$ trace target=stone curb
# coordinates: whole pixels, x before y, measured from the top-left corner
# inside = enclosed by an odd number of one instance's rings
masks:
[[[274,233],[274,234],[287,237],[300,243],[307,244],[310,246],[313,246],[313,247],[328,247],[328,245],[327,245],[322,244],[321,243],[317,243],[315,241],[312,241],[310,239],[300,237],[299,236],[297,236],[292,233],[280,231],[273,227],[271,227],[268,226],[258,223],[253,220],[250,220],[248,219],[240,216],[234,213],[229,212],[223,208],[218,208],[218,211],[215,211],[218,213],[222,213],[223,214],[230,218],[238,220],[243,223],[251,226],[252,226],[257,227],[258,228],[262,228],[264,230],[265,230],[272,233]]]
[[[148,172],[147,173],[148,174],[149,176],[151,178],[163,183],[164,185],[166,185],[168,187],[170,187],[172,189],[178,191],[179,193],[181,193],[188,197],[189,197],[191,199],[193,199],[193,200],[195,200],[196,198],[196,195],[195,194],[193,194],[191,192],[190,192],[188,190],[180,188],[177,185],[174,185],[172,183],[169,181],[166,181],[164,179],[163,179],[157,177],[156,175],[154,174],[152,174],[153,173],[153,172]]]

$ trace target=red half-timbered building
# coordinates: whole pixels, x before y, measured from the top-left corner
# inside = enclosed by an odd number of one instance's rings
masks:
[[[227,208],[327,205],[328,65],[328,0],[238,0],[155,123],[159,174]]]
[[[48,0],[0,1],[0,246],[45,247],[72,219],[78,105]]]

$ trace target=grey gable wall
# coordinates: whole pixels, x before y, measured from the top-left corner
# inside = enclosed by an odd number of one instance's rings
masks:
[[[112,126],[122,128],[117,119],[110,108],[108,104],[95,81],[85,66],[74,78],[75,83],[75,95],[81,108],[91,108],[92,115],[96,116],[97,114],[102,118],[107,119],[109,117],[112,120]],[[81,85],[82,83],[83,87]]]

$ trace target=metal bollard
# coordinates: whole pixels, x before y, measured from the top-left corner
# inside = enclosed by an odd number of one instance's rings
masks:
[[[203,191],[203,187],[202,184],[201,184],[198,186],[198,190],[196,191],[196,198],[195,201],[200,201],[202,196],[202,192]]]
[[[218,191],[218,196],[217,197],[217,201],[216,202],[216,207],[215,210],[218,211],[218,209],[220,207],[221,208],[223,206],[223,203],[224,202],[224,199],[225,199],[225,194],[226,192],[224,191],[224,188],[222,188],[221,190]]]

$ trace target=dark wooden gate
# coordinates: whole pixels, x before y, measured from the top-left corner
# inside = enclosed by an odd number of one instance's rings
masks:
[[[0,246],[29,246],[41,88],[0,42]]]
**********
→ **Objective**
Rewrite all of the rows above, changing every "top-left corner" to "upper-left corner" and leaving everything else as it is.

→ **Response below**
$ trace target=stone curb
# coordinates: whole pixels, x before y, measured from the upper-left corner
# inside = enclosed by an odd number of one instance's rings
masks:
[[[274,233],[274,234],[287,237],[300,243],[307,244],[310,246],[313,246],[313,247],[328,247],[328,245],[327,245],[322,244],[321,243],[317,243],[315,241],[312,241],[310,239],[300,237],[299,236],[297,236],[292,233],[280,231],[273,227],[271,227],[268,226],[258,223],[253,220],[250,220],[248,219],[240,216],[234,213],[229,212],[223,208],[218,208],[218,211],[215,211],[218,213],[222,213],[223,214],[230,218],[238,220],[243,223],[251,226],[252,226],[257,227],[258,228],[262,228],[264,230],[265,230],[272,233]]]
[[[148,172],[147,173],[148,174],[149,176],[151,178],[163,183],[164,185],[166,185],[168,187],[170,187],[172,189],[178,191],[179,193],[181,193],[188,197],[189,197],[191,199],[193,199],[193,200],[195,200],[196,198],[196,195],[195,194],[193,194],[191,192],[190,192],[188,190],[180,188],[177,185],[174,185],[172,183],[169,181],[166,181],[164,179],[163,179],[157,177],[156,175],[154,174],[152,174],[153,173],[153,172]]]

$ trace target=red half-timbered building
# coordinates: whole pixels, x before y, measured from the upper-left corner
# inside = enclosed by an odd number of one instance's rings
masks:
[[[227,208],[327,205],[328,65],[328,0],[238,0],[155,123],[159,174]]]
[[[48,0],[0,1],[0,246],[45,247],[72,219],[78,105]]]

$ trace target=grey gable wall
# coordinates: whole pixels, x before y, measured from the upper-left corner
# inside = enclosed by an odd number of one instance's rings
masks:
[[[112,126],[122,128],[117,119],[110,108],[108,104],[95,81],[85,66],[74,78],[75,83],[75,95],[81,108],[91,108],[92,115],[96,116],[97,114],[102,118],[107,119],[109,117],[112,120]],[[81,85],[82,83],[83,87]]]

$ trace target=metal bollard
# coordinates: whole pixels, x before y, measured from the upper-left corner
# inside = enclosed by an odd number of one instance's rings
masks:
[[[203,191],[203,187],[202,184],[201,184],[198,186],[198,190],[196,191],[196,198],[195,201],[200,201],[202,196],[202,192]]]
[[[218,191],[218,196],[217,197],[217,201],[216,202],[216,207],[215,210],[218,211],[218,209],[220,207],[221,208],[223,206],[223,203],[224,202],[224,199],[225,199],[225,194],[226,192],[224,191],[224,188],[222,188],[221,190]]]

$ trace target=dark wooden gate
# coordinates: whole pixels, x before y, measured from the upper-left corner
# inside = enclosed by an odd number of one instance's rings
masks:
[[[0,246],[29,246],[41,88],[0,42]]]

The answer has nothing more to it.